Task inputs: Begin

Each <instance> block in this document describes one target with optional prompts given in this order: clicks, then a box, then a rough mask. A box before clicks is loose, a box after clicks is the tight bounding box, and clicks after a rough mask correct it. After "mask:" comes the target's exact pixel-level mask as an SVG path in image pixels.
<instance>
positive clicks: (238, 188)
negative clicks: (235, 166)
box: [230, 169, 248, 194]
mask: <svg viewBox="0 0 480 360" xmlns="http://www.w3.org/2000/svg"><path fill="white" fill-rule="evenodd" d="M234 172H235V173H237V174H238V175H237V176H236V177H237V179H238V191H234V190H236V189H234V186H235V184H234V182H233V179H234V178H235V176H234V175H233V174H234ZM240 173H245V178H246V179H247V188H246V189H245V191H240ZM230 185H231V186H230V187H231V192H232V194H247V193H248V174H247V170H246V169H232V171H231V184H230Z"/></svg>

Task inputs: End

Problem statement
Reproduce the listing above verbatim, line for line, without altering or omitting anything.

Solution for this exercise
Each <instance> block in this document describes one target with optional prompts given in this order: clicks, then a box, then a rough mask. A box before clicks is loose, a box after clicks is the tight bounding box, and clicks after a rough mask correct it. After "mask:" comes the target's exact pixel-level mask as an SVG path in image pixels.
<instance>
positive clicks: (238, 188)
negative clicks: (235, 166)
box: [230, 169, 248, 194]
mask: <svg viewBox="0 0 480 360" xmlns="http://www.w3.org/2000/svg"><path fill="white" fill-rule="evenodd" d="M234 172H235V173H237V174H238V175H237V176H236V177H237V179H238V191H234V190H236V189H234V186H235V184H234V182H233V179H234V178H235V176H234V175H233V174H234ZM240 173H245V178H246V179H247V188H246V189H245V191H240ZM230 185H231V186H230V187H231V192H232V194H247V193H248V174H247V170H246V169H232V171H231V184H230Z"/></svg>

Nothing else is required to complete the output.